(Фрагмент текста):

По прибытии Кентцев было принято упрямое решение взять высоту, с которой нас вышибли. Нам предстояло спасти свой престиж и вызволить тело адъютанта. Штурм длился до пяти часов.
В то же время другому отряду, 35-му сикхскому, бравшему правый отрог, пришлось еще туже. Они вернулись в долину с дюжиной или около того раненых, оставив нескольких офицеров и человек пятнадцать солдат на съедение волкам. Долину уже окутали сумеречные тени, и все подразделения, так неосторожно рассыпавшиеся утром по долине, потянулись к лагерю под прикрытием тьмы и начавшейся грозы, преследуемые злорадствующим неприятелем. Я возвращался с Кентцами и сильно потрепанным 35-м сикхским. Когда мы добрались до окопов, теперь окружавших весь наш стан, было черным-черно. Прочие части бригады уже отдыхали в лагере после пустяковых и бесполезных стычек. Но где же генерал со штабом? И где артиллерия на мулах?

(Требования):
Перепечатайте из фрагмента текста выше всё, начиная со слов «По прибытии Кентцев» и вплоть до слов «до пяти часов.», без единого изменения.

(Записи данных):
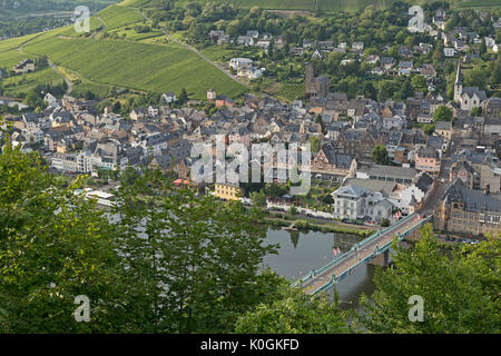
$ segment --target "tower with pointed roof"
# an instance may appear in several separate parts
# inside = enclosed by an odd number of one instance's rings
[[[458,62],[458,72],[455,75],[454,82],[454,101],[461,102],[461,96],[463,95],[463,81],[461,75],[461,58]]]

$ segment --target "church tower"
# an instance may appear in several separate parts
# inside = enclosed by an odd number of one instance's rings
[[[455,75],[454,82],[454,101],[461,102],[461,96],[463,95],[463,81],[461,75],[461,58],[458,62],[458,72]]]
[[[315,93],[315,75],[313,72],[313,66],[311,63],[306,65],[305,75],[305,93],[306,97],[310,98]]]

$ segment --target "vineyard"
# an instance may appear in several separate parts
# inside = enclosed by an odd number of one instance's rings
[[[293,101],[303,97],[304,90],[304,83],[284,82],[276,92],[276,96],[288,101]]]

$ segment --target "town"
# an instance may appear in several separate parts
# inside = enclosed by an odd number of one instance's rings
[[[65,1],[0,26],[0,333],[498,332],[499,6]]]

(Полный результат):
По прибытии Кентцев было принято упрямое решение взять высоту, с которой нас вышибли. Нам предстояло спасти свой престиж и вызволить тело адъютанта. Штурм длился до пяти часов.